Please reproduce every record exactly as written, leaving out the pictures.

------ MATERIAL PROVIDED

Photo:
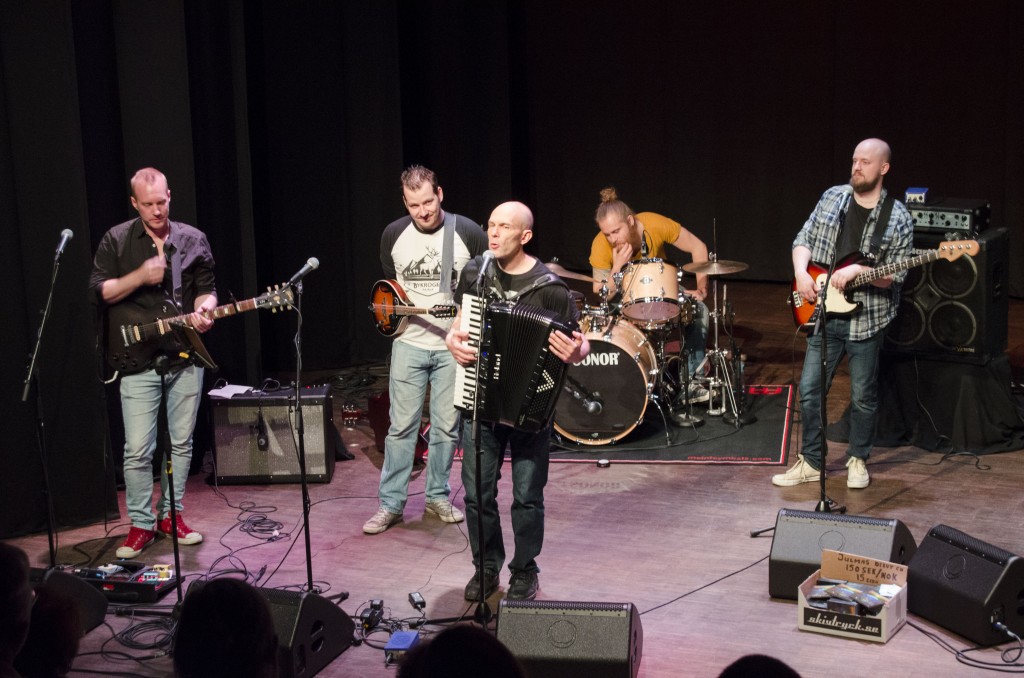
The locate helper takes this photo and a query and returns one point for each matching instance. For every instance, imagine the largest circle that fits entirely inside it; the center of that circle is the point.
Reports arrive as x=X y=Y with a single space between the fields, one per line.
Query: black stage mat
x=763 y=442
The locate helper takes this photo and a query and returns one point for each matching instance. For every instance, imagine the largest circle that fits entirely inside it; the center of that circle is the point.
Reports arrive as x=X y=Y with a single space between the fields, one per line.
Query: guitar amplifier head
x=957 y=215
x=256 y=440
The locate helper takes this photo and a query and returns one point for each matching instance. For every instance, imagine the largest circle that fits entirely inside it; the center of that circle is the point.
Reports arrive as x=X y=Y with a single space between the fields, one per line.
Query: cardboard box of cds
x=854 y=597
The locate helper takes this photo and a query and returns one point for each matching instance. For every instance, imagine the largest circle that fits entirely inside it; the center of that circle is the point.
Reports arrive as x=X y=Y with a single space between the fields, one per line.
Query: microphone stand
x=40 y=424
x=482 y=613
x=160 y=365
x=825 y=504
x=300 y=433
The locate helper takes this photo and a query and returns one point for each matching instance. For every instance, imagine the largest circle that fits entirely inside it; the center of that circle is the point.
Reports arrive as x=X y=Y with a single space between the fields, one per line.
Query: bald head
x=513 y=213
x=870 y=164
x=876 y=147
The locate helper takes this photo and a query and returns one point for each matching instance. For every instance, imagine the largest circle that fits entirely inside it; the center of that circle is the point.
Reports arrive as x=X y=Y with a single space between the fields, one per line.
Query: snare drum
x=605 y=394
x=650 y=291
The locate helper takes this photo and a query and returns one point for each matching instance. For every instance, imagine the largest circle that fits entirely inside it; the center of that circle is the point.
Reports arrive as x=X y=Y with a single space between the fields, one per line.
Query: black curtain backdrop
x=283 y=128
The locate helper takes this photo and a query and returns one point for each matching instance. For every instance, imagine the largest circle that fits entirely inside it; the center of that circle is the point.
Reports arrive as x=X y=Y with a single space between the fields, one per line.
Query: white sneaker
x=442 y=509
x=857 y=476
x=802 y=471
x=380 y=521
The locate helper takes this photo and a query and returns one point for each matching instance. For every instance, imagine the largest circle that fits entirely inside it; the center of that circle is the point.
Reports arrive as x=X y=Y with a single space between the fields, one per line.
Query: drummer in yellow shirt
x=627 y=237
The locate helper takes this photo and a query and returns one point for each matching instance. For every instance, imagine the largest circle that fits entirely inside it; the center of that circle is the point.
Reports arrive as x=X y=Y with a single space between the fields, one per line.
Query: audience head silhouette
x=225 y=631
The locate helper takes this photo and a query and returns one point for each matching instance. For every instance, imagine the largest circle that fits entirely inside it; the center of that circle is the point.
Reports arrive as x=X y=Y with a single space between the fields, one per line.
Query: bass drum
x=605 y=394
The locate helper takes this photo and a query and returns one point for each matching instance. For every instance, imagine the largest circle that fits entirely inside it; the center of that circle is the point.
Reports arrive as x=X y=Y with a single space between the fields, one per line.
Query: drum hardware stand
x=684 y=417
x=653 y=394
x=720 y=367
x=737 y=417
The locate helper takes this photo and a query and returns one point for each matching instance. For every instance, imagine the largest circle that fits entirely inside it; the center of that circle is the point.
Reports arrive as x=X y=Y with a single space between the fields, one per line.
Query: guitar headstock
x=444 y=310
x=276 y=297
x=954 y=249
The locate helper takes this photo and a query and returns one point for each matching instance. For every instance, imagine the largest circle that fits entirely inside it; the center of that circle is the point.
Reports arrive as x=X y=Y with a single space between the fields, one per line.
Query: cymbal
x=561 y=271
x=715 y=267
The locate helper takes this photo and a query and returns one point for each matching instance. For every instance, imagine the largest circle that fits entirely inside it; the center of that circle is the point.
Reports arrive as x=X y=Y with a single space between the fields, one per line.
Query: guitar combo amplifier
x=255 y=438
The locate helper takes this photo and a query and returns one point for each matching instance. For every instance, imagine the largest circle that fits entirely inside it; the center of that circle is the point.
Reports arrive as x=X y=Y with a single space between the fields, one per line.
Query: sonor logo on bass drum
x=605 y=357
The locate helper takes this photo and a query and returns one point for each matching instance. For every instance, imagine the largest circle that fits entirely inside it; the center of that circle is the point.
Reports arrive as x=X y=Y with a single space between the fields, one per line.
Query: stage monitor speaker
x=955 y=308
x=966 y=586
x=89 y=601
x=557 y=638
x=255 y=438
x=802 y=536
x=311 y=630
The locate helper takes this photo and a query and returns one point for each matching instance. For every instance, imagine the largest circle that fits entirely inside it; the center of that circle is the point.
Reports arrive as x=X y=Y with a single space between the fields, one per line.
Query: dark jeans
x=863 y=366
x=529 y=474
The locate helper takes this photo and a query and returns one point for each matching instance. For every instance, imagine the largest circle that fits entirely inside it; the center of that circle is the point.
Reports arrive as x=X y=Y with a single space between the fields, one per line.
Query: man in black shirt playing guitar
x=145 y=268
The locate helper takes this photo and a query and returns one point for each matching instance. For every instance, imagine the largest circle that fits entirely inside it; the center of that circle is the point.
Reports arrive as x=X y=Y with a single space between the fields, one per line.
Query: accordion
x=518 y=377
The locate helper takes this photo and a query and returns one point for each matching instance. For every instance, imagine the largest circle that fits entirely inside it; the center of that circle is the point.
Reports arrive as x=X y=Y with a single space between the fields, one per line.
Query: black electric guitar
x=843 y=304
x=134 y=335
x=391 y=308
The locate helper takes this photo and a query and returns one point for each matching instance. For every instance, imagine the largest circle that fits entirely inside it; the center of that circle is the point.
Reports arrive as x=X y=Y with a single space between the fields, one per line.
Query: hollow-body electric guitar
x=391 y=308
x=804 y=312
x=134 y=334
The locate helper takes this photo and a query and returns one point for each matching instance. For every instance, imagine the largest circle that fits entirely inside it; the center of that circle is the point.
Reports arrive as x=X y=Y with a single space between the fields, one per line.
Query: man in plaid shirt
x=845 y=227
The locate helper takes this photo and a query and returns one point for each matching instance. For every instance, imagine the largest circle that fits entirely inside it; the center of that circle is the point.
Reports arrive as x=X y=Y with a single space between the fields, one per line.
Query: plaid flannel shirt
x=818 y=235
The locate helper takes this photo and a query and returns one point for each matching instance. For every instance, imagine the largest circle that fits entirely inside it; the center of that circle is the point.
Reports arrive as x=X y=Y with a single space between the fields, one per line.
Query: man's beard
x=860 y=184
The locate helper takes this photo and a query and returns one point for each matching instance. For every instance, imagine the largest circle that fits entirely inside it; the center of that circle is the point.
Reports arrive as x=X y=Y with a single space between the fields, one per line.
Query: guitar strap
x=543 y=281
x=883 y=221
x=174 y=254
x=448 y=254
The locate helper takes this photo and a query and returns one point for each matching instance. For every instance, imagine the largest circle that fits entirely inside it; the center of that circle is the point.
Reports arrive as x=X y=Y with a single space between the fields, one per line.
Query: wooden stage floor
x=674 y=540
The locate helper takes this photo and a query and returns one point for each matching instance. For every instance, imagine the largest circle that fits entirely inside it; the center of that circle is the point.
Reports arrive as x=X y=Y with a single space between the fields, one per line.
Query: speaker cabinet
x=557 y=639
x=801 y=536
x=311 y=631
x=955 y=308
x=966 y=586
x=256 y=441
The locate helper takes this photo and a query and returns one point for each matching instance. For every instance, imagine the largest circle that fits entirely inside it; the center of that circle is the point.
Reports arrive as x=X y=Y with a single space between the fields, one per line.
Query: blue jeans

------------

• **RESULT OF THIS TASK**
Photo:
The locate helper takes this photo and a query and returns one point for each matching instance. For every instance, imagine the largest circle that fits entirely inside it; the center of that circle is the point.
Reports arrive as x=X y=Y with a single space between the fields, one per line.
Query: black stage mat
x=763 y=442
The locate helper takes this photo and a query and returns one point for each matching instance. For every instance, imagine the largest circle that fits entirely inside it; the center of that circle is the point.
Reports arrive as x=X y=Y with a single space between the fields, one per line.
Query: guitar amplifier head
x=957 y=215
x=256 y=440
The locate helper takes this photo and a query and returns one point for each matching instance. For every instance, imagine the largest circle that fits entirely inside it; the center of that circle is the point.
Reports arrive as x=X y=Y with a single space between the fields, one per line.
Query: cardboard box of cds
x=854 y=597
The locate helper takes this photo and a query and returns one point for each matching instance. For every instance, imagine the largest circle that fits entirely inside it; the center of that circle is the point.
Reports arrive as x=X y=Y with a single space between the fields, one per line.
Query: microphone stand
x=40 y=424
x=482 y=613
x=160 y=365
x=825 y=504
x=300 y=433
The locate helper takes this photo and a query and returns one point for each matching instance. For every instance, imagine the largest circle that fits entirely inside it; the center of that circle is the point.
Reports arrive as x=X y=Y with a single space between the fields, one per line.
Query: bald head
x=513 y=213
x=870 y=164
x=876 y=147
The locate helper takes this photo and a query and returns one point for each matching instance. For every instance, imagine the largest circle that fits entirely inside it; the center of that circle is the point.
Reports arrive as x=X y=Y with a single space between the fields, one per line.
Query: snare drum
x=605 y=394
x=650 y=291
The locate helper takes this photo and a query and returns one point for each matching instance. For every instance, imagine the largest circle that fits entirely inside it; the center of that circle is the point.
Reports arrive as x=X y=Y with a single space between the fields, one per line.
Query: black curtain backdrop
x=283 y=128
The locate helper takes this photo and a query and returns one point for each matching instance. For every instance, imagine the largest circle that fits entirely inside it; the center of that circle is the point.
Reports arrive as x=X y=Y with a single space between the fields, one per line.
Query: white sneaker
x=442 y=509
x=857 y=476
x=802 y=471
x=380 y=521
The locate helper takes this photo and a query and returns one point for each matching instance. For every instance, imagine the largest circle that fits entirely inside it; the center of that circle is the point.
Reports arrive as x=X y=Y with a single space between the fields, one per line.
Query: drummer in yellow shirt
x=627 y=237
The locate helper takes this photo and a query and returns one point for each matching instance. For every instance, imagine the largest circle that fits entirely inside it; the center of that circle is the point.
Reports arrive as x=X y=Y with a single space between the fields, one per line.
Query: audience head silhouette
x=225 y=631
The locate helper takes this photo and a query and returns one point for each matching instance. For every instance, imagine the largest circle that fits entirely inside it; the center of that circle is the point.
Reports arrive as x=X y=Y with a single space between the fields, one per line.
Query: bass drum
x=605 y=394
The locate helper takes this photo and a query and returns one point for each matching instance. For every instance, imagine the largest circle that fits entirely inside it; the center of that circle is the point.
Reports arrive as x=X y=Y with a single space between the fields, one per line.
Query: drum hardware stand
x=684 y=417
x=653 y=394
x=720 y=367
x=737 y=417
The locate helper takes this photo and a query and returns one point for each matching instance. For every instance, imagine the largest circle that fits entirely inside it; the center of that circle is the point.
Reports arrive as x=X y=Y with a single space between the fields, one per line.
Query: guitar headstock
x=444 y=310
x=276 y=297
x=954 y=249
The locate helper takes this photo and a query and returns one point for each matching instance. For every instance, imagine the largest circle that fits entirely inside it; the center of that circle is the point.
Reports arrive as x=X y=Y with a single space between the fields, one per line.
Query: cymbal
x=561 y=271
x=715 y=267
The locate helper takes this photo and a query and returns one point for each matching instance. For every instance, imagine the largest circle that fits entirely inside it; the center of that circle is the point.
Reports arrive as x=X y=Y with a single space between the fields, one per line.
Query: guitar combo amplifier
x=255 y=438
The locate helper takes this photo and a query and returns one point for each matching instance. For every instance, imagine the largest circle that fits entirely inside it; the center of that circle is the point.
Reports arrive as x=X y=Y with a single space between the fields, one per line.
Query: sonor logo on bass drum
x=605 y=357
The locate helper takes this photo and a query and returns one point for each matching instance. For every instance, imagine the largest circle that fits entirely inside it; the center of that circle is the point.
Reports arrive as x=X y=Y with a single space between the fields, one per line.
Query: stage monitor speaker
x=955 y=308
x=966 y=586
x=89 y=601
x=557 y=638
x=255 y=438
x=802 y=536
x=311 y=630
The locate helper takes this photo and a query and returns one point for each matching instance. For every instance, imagine the largest circle that fits entirely inside it; the center of that circle is the point.
Reports arrive as x=X y=Y with a single space between the fields, one per line.
Query: dark jeans
x=863 y=366
x=529 y=474
The locate helper takes this photo and a query and returns one point for each matching instance. For every instance, imagine the largest circle that fits entirely inside it; the center of that circle is the point.
Reports arrive as x=X y=Y with a single space between the fields, one per line.
Query: man in black shirt playing guitar
x=145 y=268
The locate helper takes this photo and a query and returns one point for each matching instance. For every instance, imagine the largest circle that fits entirely inside it; the center of that circle is the point.
Reports arrive as x=X y=Y with a single space between the fields, one per line.
Query: accordion
x=518 y=377
The locate helper takes this photo and a query and returns one point for each matching instance. For every instance, imagine the largest circle that fits entirely inside it; the center of that circle is the point.
Reports arrive as x=X y=Y with a single space between the fields, one per line.
Query: black electric guitar
x=843 y=304
x=134 y=335
x=391 y=308
The locate helper takes this photo and a query and returns one point for each matching instance. For every instance, imagine the largest circle that fits entirely inside it; the center of that circle is the point.
Reports arrive as x=X y=Y with a single space between the fields, one per line.
Query: hollow-body electric guitar
x=391 y=308
x=804 y=312
x=134 y=334
The locate helper takes this photo and a query and returns one point for each matching instance. For every instance, imagine the largest circle that fits entirely inside it; the center of that circle is the point.
Reports arrive as x=X y=Y with a single space between the fields, one per line.
Query: man in plaid shirt
x=845 y=227
The locate helper takes this photo and a query and returns one point for each matching instance. For every instance, imagine the largest circle that fits entirely inside it; the center of that circle is the point.
Reports arrive as x=X y=Y with a single space between the fields, one per line.
Query: plaid flannel shirt
x=818 y=235
The locate helper takes this photo and a query and returns one point for each matching instance. For every instance, imagine the largest circle that fits entirely inside it; the center of that circle is the point.
Reports arrive as x=X y=Y with a single space between the fields, one per line.
Query: man's beard
x=860 y=184
The locate helper takes this photo and a query and returns one point for each matching instance. For every instance, imagine the largest circle that fits entirely inside it; the center of that circle is the point.
Reports arrive as x=X y=Y with a single space between the fields, one per line.
Query: guitar strap
x=543 y=281
x=883 y=221
x=174 y=254
x=448 y=254
The locate helper takes this photo and a query and returns one point for each matching instance. For every instance, imagine the largest circle that fits entirely inside it; the center of that circle is the point.
Reports arrive as x=X y=Y with a single space between the fields, one per line.
Query: wooden stage floor
x=674 y=540
The locate helper takes this photo and a query and returns one point for each matching instance. For every instance, imagine the largest circle that fits entirely inside it; the center of that circle is the point.
Reports arrive as x=X y=Y with a single space between the fields, one per line.
Query: speaker cabinet
x=557 y=639
x=801 y=536
x=311 y=631
x=955 y=308
x=966 y=586
x=256 y=441
The locate helper takes this photo and a query and returns one point for each matching instance. For every instance, imagine the largest circle that fits entirely inside it; the center of that circle is the point.
Reports arrive as x=X y=Y with a single space between the fields, one per line.
Query: blue jeans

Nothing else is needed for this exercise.